◆ Stored records:
* begin *
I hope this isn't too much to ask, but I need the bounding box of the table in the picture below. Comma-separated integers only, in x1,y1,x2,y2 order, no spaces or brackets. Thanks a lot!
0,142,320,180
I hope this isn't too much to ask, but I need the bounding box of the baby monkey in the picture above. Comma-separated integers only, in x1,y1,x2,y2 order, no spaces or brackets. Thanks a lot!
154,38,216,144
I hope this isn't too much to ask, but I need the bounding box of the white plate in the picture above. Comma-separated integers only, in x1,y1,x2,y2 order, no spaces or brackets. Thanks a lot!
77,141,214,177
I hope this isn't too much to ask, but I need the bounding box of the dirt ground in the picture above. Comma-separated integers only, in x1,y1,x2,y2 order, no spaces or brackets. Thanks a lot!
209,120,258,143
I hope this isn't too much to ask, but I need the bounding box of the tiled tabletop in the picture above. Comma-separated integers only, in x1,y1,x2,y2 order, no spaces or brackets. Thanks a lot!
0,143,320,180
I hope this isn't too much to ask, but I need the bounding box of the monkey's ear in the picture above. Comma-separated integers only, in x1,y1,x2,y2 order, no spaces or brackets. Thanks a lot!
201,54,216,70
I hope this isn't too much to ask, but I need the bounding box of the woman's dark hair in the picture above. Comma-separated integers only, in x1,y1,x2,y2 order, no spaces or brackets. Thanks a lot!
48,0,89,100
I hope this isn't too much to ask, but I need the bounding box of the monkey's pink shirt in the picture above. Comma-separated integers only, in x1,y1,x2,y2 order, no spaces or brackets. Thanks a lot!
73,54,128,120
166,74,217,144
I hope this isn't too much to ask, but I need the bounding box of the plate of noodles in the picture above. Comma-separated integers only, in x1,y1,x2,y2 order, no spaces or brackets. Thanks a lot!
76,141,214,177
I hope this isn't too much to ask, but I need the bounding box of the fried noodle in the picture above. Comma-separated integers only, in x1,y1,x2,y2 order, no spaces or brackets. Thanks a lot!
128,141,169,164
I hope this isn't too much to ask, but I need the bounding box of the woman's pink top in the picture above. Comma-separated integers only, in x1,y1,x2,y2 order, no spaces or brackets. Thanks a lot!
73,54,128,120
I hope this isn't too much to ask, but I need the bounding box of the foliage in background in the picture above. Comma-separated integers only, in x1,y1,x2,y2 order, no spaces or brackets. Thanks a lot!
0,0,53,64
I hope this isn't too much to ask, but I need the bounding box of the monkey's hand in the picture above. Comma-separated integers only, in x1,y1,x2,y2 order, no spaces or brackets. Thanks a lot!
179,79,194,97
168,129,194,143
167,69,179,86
* end *
◆ WHAT IS NEEDED:
Reproduce verbatim the lines of the listing above, beginning with the line that contains "the monkey's hand" and continuing through the final line of the listing, both included.

◆ TASK RESPONSE:
I hope this isn't too much to ask, but I need the bounding box of the monkey's hand in the picture above. Comma-separated integers only, in x1,y1,x2,y2 order, no spaces or brackets. Thanks a lot!
179,79,194,97
168,129,194,143
167,69,179,86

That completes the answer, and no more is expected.